To be done: Write out the material exactly, with the pictures left out.

++++++++++

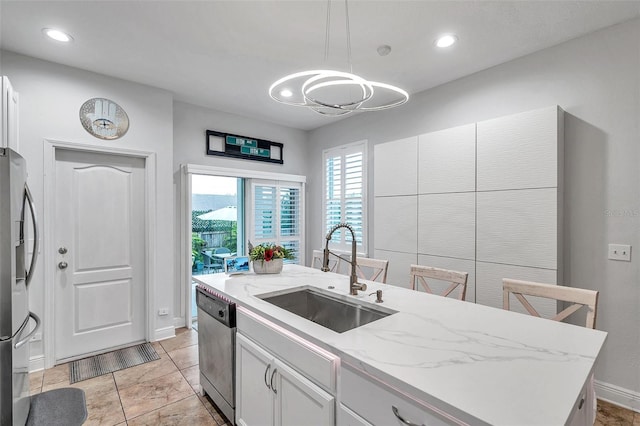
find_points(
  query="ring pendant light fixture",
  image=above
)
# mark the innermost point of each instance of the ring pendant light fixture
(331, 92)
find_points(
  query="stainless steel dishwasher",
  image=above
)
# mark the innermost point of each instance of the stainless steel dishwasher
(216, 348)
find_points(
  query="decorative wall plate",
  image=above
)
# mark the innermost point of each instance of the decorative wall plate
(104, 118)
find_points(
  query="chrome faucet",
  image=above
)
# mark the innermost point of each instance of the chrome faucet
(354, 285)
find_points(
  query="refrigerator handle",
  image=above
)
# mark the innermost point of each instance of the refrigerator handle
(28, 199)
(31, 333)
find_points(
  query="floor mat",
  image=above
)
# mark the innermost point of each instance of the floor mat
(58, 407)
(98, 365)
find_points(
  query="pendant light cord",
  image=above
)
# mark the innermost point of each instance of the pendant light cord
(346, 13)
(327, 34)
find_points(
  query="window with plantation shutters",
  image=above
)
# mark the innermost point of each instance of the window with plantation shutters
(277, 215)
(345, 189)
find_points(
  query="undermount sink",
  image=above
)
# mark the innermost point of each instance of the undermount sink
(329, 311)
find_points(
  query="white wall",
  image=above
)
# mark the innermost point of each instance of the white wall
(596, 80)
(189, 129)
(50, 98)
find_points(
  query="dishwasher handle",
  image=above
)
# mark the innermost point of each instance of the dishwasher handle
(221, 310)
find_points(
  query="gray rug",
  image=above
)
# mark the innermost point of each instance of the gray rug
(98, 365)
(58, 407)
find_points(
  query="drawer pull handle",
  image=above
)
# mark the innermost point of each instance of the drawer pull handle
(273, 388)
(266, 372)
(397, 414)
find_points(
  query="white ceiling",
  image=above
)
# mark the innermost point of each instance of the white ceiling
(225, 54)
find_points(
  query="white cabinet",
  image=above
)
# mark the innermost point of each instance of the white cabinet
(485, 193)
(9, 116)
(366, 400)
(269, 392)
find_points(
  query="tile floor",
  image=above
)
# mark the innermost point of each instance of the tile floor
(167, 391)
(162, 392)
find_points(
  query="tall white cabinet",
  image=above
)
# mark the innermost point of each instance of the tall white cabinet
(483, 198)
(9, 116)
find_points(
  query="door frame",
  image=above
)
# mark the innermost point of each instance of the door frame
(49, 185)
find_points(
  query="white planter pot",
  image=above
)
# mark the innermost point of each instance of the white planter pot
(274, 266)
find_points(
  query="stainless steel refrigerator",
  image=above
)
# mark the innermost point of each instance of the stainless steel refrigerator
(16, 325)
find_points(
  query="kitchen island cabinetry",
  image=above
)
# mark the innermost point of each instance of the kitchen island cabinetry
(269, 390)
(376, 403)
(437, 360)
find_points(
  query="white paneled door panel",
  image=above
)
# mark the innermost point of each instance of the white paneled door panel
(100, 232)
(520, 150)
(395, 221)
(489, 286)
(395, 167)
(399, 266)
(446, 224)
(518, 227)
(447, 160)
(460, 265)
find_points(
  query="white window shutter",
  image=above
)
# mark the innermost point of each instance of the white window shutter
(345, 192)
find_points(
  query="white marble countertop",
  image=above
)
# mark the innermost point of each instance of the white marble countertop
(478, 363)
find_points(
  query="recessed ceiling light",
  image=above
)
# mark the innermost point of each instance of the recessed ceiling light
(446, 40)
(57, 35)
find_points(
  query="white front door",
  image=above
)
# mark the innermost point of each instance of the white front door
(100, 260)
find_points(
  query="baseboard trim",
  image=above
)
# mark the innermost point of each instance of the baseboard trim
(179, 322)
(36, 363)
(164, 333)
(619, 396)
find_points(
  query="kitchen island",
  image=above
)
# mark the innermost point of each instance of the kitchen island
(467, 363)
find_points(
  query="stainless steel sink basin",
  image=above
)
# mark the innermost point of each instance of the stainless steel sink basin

++++++++++

Written response:
find_points(
  query="ring pendant light fixture",
  image=above
)
# mark the innermost point of each instance of the ring pendant light fixture
(331, 92)
find_points(
  query="stainless steel dishwasher",
  image=above
)
# mark the innermost point of each instance of the stainless steel dishwasher
(216, 348)
find_points(
  query="decorative wall plate",
  image=above
)
# mark the innermost point of each instance of the decorative wall plate
(104, 118)
find_points(
  query="chrome faucet",
  image=above
)
# mark the innermost point of each instance of the chrome faucet
(354, 285)
find_points(
  query="refrigerator handle",
  image=above
)
# mark the innermost point of each instance of the refrigerator handle
(28, 199)
(31, 333)
find_points(
  query="floor mat",
  image=above
)
# mark the innermost point of each instance of the floor mat
(58, 407)
(98, 365)
find_points(
  query="pendant light cord",
  image=above
)
# mark the innermost point of each instance of the pendant light cord
(346, 13)
(327, 34)
find_points(
  query="window with plantation shutters",
  image=above
)
# mark the innermost point of each instance of the window with plantation shutters
(277, 215)
(345, 189)
find_points(
  query="undermount sink",
  image=above
)
# mark the innermost point of each instance of the undermount sink
(329, 311)
find_points(
  query="white wall",
  image=above
)
# mark the innermost point of each instance of the white wall
(596, 80)
(189, 129)
(50, 98)
find_points(
  query="dishwasher handle",
  image=above
)
# mark the innermost point of each instance of the dishwasher handle
(221, 310)
find_points(
  query="gray rug",
  image=above
)
# mark the innermost point of each instance of the gray rug
(98, 365)
(58, 407)
find_points(
  query="drawer pull handle",
  image=above
)
# mark the innermost point of each instance of the drawer pull handle
(273, 388)
(266, 372)
(397, 414)
find_points(
  query="white ceiling",
  image=above
)
# mark the innermost point of each instance of the white ceiling
(225, 54)
find_points(
  query="white cabinet",
  image=above
)
# mark the innermost point of each instance of the white cabinet
(485, 193)
(9, 116)
(366, 400)
(269, 392)
find_points(
  query="tile floor",
  image=above
)
# mark the innermost point of each instance of the tile floor
(167, 391)
(162, 392)
find_points(
  query="tall white cabinet",
  image=above
)
# mark the innermost point of each instance of the tall white cabinet
(483, 198)
(9, 116)
find_points(
  query="door frame",
  image=above
)
# mark the innermost point of each instance of the door frame
(49, 185)
find_points(
  query="white planter pot",
  image=above
)
# mark the innermost point of each instance of the white planter pot
(274, 266)
find_points(
  query="stainless steel refrigerator",
  image=above
)
# mark the innermost point of each instance of the stainless steel refrigerator
(16, 325)
find_points(
  query="kitchen island cabinetry",
  image=above
)
# mark the innermost point of each instance of the kitchen island cabinetry
(269, 390)
(376, 403)
(437, 360)
find_points(
  query="white paneled door panel",
  image=above
)
# mark the innermost point of each instance of the white paneled door panel
(100, 232)
(520, 150)
(395, 221)
(489, 286)
(395, 167)
(399, 266)
(446, 224)
(518, 227)
(447, 160)
(460, 265)
find_points(
  query="white window shutter",
  image=above
)
# mark the innermost point of each instance of the white window shutter
(345, 192)
find_points(
  query="white marble countertop",
  image=above
)
# mark the innermost point of each instance of the white marble countertop
(478, 363)
find_points(
  query="recessed ceiling light",
  image=above
)
# mark the innermost point of each instance of the recessed ceiling light
(446, 40)
(57, 35)
find_points(
  query="white front door",
  image=above
)
# mark the innermost point of each instance of the white front door
(100, 260)
find_points(
  query="baseboard trim",
  image=above
)
# mark the innermost point of each instance of the baseboard trim
(179, 322)
(36, 363)
(164, 333)
(619, 396)
find_points(
  query="kitchen island",
  image=above
)
# mark the innermost point of each instance of the kitchen island
(467, 363)
find_points(
  query="stainless steel sink basin",
  image=above
)
# mark the innermost point of each instance of the stainless steel sink basin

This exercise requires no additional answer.